(Excerpts from a point labeling dataset)
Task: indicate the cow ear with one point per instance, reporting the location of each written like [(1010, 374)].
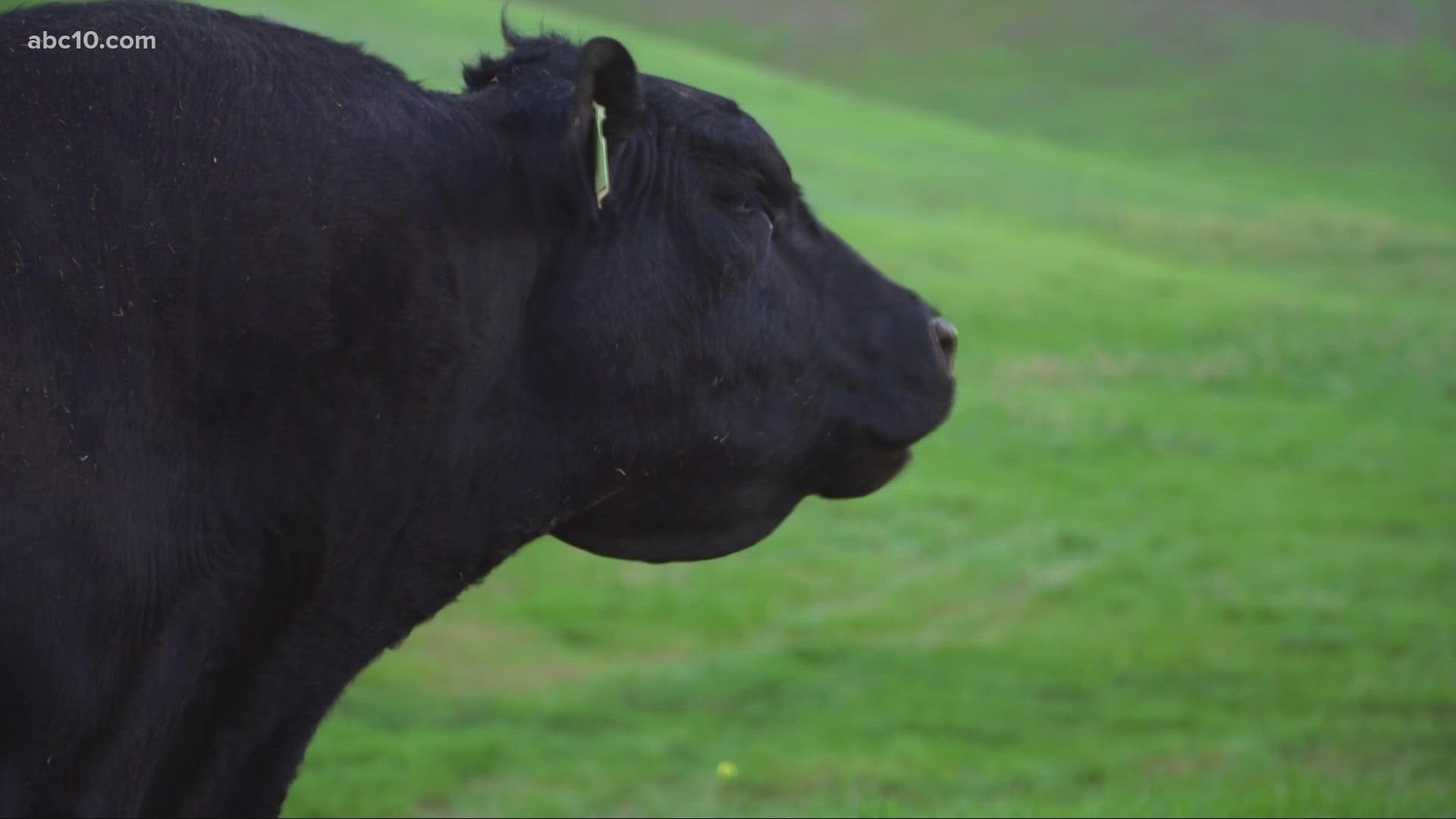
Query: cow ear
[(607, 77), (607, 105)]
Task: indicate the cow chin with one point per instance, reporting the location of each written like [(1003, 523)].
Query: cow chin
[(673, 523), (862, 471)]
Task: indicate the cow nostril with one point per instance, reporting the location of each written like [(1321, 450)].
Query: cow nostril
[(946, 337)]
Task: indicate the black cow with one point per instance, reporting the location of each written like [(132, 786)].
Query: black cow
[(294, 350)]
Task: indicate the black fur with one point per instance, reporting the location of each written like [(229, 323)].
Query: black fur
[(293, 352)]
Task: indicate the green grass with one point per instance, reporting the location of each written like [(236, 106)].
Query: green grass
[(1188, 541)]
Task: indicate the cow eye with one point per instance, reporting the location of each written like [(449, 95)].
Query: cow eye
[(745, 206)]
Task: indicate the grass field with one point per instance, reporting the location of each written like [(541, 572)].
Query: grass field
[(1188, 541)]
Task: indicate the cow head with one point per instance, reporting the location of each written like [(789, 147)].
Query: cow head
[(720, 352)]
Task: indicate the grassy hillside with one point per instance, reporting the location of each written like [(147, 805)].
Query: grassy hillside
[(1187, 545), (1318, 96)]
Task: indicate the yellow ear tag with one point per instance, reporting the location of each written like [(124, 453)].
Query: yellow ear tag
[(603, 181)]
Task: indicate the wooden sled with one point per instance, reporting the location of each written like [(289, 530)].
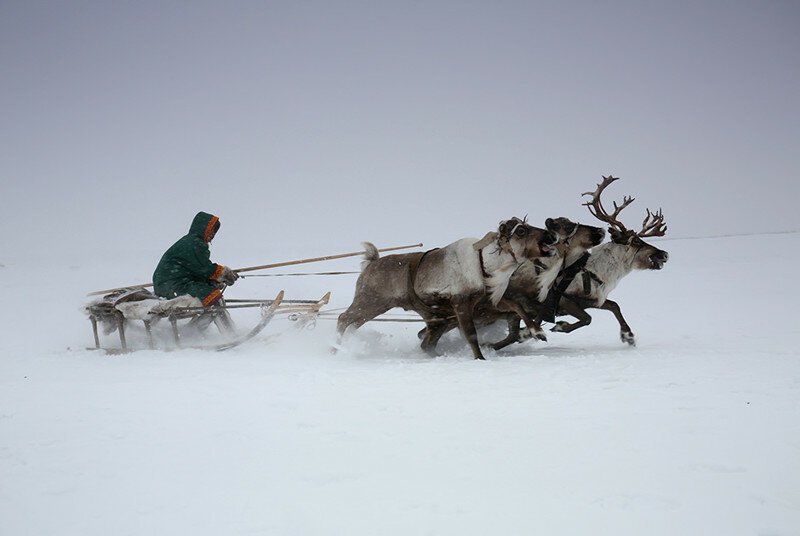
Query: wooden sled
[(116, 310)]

GIVEN TASK =>
Return the whole listing above verbatim, leaving out the pictures.

FULL SOLUTION =>
Task: indicate the cow ear with one point per instance, reporting the location of each written like [(1010, 374)].
Query: cow ear
[(607, 77), (607, 105)]
Task: indicate the cow chin with one point per instance, reporting the location of each written like [(1003, 523)].
Query: cow chin
[(673, 523), (862, 471)]
Task: indicate the cow nostril with one point per instance, reporting the location of each written like [(1321, 450)].
Query: cow nostril
[(946, 337)]
Task: indicate the black cow with one point per instance, reporting the location of each written like [(132, 786)].
Query: black cow
[(294, 350)]
Task: indicate the black fur with one point per instance, reporting the location of each written like [(229, 323)].
Query: black fur
[(293, 352)]
Task: indicate the green grass with one point per instance, reporting the location of each written like [(236, 106)].
Query: green grass
[(1188, 541)]
Task: indicate the cow eye with one point per instance, reporting the location of each written like [(449, 95)].
Query: cow eye
[(745, 206)]
Task: indicate the grass field with one point per instance, reporting the location of each written like [(541, 572)].
Query: grass field
[(1188, 541)]
Task: indicate the cow head with one point per instance, reporting the location of each written like [(789, 147)].
Query: cow head
[(720, 352)]
Task: indicate the grassy hillside with one point per instance, reporting the location of each written like [(147, 805)].
Query: grassy hillside
[(1187, 545), (1318, 96)]
Task: indicate the yellow ear tag with one point per instance, reporting the location of each written like [(124, 453)].
Query: yellow ear tag
[(603, 181)]
Task: indicate the wooden sled with one point per instance, reporting the location of each written like [(289, 530)].
Query: wooden sled
[(116, 310)]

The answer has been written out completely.